▶ _Task description_: Rewrite the rows below from the line with "Using the screenshot above, find the landscaped" up to and including the line with "[710,278,737,431]", keeping the request lines as they are. Scale every bounding box coordinate in the answers by 1.15, rounding to whole numbers with halves going up.

[Detection rows]

** begin **

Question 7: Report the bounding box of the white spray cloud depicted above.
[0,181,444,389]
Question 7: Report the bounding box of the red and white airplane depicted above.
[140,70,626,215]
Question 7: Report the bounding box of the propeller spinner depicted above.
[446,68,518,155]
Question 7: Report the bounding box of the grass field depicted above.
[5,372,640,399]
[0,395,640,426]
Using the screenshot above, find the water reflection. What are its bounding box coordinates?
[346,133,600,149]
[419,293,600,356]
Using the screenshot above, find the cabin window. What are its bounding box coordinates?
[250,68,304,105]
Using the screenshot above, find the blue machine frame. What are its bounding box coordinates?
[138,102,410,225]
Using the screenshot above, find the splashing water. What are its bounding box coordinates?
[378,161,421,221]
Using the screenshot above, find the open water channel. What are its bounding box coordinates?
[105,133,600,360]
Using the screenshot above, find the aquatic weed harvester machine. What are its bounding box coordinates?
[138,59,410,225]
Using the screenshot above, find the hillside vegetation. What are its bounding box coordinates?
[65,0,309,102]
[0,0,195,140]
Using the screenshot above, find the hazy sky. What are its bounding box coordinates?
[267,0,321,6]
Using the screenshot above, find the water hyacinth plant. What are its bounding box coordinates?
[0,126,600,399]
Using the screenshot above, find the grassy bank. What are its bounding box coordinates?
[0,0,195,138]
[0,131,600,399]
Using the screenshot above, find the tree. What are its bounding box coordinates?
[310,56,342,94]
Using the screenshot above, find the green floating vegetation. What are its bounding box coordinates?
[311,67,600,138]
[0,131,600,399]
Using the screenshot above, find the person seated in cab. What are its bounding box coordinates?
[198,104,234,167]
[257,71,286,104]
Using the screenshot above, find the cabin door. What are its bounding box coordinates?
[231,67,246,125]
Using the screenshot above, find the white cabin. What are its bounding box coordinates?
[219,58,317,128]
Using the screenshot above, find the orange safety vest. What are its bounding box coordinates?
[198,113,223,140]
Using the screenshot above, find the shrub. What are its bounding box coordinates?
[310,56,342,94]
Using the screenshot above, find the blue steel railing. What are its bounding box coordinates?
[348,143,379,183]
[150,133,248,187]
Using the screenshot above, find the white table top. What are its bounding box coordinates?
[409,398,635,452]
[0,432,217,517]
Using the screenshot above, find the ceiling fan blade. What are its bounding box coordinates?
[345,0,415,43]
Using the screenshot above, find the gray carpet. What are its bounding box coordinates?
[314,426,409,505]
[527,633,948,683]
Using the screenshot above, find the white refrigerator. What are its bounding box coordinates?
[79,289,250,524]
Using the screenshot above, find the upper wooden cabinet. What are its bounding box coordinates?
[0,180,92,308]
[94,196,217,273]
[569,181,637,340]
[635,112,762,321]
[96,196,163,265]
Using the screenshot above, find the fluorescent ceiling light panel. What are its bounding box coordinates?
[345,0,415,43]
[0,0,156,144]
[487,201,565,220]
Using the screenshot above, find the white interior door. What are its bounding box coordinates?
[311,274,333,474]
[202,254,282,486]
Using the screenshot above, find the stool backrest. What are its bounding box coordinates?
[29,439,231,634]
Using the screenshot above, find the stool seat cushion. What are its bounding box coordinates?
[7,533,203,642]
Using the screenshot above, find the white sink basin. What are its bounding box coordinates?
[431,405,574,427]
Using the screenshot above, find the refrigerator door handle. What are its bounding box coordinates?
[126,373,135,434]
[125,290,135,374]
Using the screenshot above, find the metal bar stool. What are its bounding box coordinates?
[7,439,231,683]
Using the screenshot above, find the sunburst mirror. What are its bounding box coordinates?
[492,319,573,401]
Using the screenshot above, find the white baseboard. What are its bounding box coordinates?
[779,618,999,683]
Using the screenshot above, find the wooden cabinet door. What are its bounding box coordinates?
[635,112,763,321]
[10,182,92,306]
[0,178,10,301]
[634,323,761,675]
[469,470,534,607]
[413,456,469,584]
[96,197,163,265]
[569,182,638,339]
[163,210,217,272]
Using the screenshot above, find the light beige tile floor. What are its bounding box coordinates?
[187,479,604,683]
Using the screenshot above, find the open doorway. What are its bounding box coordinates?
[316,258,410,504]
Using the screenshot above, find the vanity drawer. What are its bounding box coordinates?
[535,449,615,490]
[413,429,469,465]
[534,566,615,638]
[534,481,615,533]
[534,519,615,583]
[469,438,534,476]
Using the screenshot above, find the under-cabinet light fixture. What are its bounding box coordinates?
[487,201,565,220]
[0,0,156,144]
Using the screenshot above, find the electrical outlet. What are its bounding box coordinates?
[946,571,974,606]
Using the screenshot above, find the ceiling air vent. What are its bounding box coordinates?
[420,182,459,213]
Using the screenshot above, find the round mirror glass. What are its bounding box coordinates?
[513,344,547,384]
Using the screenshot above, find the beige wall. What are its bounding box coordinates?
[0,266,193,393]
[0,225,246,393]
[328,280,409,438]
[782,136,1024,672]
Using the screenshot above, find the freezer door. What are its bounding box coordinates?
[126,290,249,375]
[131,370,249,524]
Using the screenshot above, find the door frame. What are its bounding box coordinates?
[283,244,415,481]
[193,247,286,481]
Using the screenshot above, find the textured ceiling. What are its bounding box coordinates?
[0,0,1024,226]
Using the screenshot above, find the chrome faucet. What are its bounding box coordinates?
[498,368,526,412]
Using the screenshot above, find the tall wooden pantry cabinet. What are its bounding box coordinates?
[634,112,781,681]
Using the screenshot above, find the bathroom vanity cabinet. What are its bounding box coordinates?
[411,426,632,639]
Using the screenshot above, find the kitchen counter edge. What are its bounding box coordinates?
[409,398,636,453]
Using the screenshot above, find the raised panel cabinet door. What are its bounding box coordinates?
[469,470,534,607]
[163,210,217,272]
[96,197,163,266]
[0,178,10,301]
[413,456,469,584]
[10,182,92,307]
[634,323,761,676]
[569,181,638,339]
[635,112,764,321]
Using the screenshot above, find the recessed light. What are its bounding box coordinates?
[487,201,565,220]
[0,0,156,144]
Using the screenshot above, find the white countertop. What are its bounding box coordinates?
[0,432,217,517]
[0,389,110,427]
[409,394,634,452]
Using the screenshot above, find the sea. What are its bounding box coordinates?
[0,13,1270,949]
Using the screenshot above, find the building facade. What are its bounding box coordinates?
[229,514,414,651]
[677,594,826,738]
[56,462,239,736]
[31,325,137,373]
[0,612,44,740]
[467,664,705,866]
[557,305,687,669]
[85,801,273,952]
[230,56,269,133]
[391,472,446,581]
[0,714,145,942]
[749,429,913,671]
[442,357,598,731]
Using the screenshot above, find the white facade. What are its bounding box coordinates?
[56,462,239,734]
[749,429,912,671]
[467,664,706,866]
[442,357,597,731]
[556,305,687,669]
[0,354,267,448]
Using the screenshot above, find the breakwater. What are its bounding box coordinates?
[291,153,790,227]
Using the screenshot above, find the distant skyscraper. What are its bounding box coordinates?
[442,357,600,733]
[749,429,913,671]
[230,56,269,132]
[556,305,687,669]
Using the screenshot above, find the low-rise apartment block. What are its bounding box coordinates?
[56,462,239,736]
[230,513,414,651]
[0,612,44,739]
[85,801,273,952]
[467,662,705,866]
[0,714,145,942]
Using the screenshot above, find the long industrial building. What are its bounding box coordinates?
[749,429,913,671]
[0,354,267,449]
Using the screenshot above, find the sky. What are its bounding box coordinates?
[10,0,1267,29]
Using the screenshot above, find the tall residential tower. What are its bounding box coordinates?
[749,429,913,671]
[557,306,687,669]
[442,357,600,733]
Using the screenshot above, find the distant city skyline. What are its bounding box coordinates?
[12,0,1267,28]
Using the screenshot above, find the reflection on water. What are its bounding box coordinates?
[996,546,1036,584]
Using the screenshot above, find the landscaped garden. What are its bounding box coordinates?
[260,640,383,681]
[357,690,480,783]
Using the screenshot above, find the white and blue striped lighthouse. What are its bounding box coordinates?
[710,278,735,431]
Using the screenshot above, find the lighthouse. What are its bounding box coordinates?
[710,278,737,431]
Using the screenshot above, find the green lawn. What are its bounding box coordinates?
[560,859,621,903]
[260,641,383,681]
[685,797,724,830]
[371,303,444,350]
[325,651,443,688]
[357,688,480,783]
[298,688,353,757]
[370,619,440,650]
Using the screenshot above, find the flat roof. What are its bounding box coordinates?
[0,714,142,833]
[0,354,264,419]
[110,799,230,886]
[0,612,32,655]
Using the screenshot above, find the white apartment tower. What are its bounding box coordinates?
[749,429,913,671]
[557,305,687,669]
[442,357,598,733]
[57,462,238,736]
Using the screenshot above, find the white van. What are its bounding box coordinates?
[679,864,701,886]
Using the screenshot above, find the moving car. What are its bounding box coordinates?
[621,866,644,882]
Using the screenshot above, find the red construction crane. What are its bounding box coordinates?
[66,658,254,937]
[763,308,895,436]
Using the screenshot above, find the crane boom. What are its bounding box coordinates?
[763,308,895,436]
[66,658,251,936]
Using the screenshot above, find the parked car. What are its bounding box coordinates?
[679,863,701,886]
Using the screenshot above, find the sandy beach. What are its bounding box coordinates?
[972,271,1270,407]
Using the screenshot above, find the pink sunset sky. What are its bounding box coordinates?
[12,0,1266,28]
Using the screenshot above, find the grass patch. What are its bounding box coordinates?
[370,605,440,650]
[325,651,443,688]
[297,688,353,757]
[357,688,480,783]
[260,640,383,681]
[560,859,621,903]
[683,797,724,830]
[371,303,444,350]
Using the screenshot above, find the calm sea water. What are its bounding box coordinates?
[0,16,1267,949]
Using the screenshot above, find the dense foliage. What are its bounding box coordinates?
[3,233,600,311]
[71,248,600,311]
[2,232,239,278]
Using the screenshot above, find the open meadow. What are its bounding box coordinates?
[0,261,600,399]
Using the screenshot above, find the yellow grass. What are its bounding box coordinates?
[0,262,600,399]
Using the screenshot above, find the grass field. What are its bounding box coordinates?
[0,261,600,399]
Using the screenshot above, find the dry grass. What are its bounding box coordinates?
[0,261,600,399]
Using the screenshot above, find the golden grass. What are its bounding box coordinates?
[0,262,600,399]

** end **

▶ _Finished answer_:
Using the screenshot above, find the landscaped garden. What are its bounding box coordinates?
[299,736,440,783]
[411,794,552,900]
Using the screenshot above, find the white and blue striped lighthouse. What are its bounding box coordinates?
[817,320,845,496]
Using the screenshot above, find the lighthouse. What are its bounding box coordinates?
[817,320,848,496]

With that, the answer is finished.